== RECORDS FOR THE EXERCISE
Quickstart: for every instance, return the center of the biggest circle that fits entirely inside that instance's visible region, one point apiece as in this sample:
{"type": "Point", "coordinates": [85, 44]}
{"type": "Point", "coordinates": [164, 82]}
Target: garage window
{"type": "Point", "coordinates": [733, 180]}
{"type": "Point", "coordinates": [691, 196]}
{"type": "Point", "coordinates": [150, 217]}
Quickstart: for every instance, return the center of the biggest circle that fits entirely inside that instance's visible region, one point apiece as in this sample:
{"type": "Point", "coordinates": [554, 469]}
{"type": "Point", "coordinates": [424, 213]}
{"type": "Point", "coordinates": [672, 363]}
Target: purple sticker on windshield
====
▶ STATED PROBLEM
Can you print all of the records above again, line for line, with no changes?

▶ ANSWER TO THE PROBLEM
Quickstart: for every instance, return the center of the biggest circle that fits entirely inside that instance's visible region, one point apiece as in this sample:
{"type": "Point", "coordinates": [85, 44]}
{"type": "Point", "coordinates": [164, 82]}
Target: garage window
{"type": "Point", "coordinates": [733, 180]}
{"type": "Point", "coordinates": [691, 196]}
{"type": "Point", "coordinates": [150, 217]}
Quickstart: for every instance, return the center of the biggest circle that fits entirely inside that instance's visible region, one point apiece as in this sample:
{"type": "Point", "coordinates": [554, 469]}
{"type": "Point", "coordinates": [424, 213]}
{"type": "Point", "coordinates": [672, 363]}
Target: purple sticker on windshield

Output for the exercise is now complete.